### Your objective:
Present the data below as a Markdown table with a "Row" column for the row number and a "Line" column for the line, omitting blank lines. Cover only the lines from the one containing "Each instance of the valley" through the last line of the data, both included.

Items stored from a collection:
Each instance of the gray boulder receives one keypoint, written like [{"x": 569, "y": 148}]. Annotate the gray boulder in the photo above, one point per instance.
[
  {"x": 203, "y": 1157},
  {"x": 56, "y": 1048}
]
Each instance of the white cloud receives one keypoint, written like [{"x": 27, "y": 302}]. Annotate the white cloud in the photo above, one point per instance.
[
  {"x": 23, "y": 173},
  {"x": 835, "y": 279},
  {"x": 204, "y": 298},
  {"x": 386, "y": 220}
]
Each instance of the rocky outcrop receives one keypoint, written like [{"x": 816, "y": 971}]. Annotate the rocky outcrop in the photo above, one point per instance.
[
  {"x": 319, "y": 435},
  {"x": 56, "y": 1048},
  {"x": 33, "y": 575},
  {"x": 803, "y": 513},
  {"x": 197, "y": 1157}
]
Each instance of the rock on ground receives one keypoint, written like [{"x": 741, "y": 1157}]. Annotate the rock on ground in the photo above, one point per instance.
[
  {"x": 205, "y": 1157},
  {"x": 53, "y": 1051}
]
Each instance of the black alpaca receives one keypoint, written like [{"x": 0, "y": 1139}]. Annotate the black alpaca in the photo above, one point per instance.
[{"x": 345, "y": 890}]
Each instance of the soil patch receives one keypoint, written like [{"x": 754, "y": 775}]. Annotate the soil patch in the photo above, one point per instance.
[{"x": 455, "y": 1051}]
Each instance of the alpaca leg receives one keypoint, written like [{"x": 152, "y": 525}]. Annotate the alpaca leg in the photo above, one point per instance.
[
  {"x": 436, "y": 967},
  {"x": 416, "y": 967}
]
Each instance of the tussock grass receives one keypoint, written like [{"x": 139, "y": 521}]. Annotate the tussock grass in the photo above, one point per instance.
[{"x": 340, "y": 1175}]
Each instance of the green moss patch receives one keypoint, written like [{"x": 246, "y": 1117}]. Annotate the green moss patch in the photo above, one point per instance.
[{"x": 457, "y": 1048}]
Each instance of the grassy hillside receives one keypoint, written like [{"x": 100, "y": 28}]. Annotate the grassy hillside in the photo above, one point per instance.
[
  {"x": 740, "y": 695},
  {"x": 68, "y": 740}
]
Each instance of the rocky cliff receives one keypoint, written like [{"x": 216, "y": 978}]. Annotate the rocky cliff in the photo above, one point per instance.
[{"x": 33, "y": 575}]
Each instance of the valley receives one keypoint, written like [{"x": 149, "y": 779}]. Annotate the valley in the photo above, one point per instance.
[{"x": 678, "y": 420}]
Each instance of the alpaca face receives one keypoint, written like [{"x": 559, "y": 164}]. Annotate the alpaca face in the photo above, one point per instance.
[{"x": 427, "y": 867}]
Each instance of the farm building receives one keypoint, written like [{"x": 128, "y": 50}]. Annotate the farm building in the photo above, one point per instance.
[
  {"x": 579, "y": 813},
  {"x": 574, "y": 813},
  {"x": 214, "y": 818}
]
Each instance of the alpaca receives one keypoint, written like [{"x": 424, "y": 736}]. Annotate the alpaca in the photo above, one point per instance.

### Response for this exercise:
| Row | Line |
|---|---|
| 1 | Each instance of the valley receives one keypoint, written like [{"x": 149, "y": 779}]. Annotate the valley in the photo above, one point per instance. |
| 2 | [{"x": 678, "y": 420}] |
| 3 | Each instance of the alpaca face receives one keypoint, written like [{"x": 559, "y": 164}]. Annotate the alpaca face in the photo above, one point per instance. |
| 4 | [{"x": 427, "y": 867}] |
| 5 | Each instance of the farm building receives one keypoint, written like [{"x": 128, "y": 50}]. Annotate the farm building in the photo above, one point per instance. |
| 6 | [ |
| 7 |   {"x": 579, "y": 813}, |
| 8 |   {"x": 574, "y": 813}, |
| 9 |   {"x": 214, "y": 818} |
| 10 | ] |
| 11 | Each instance of the alpaca receives one keypoint, written like [{"x": 424, "y": 736}]. Annotate the alpaca in the photo above, one point per instance. |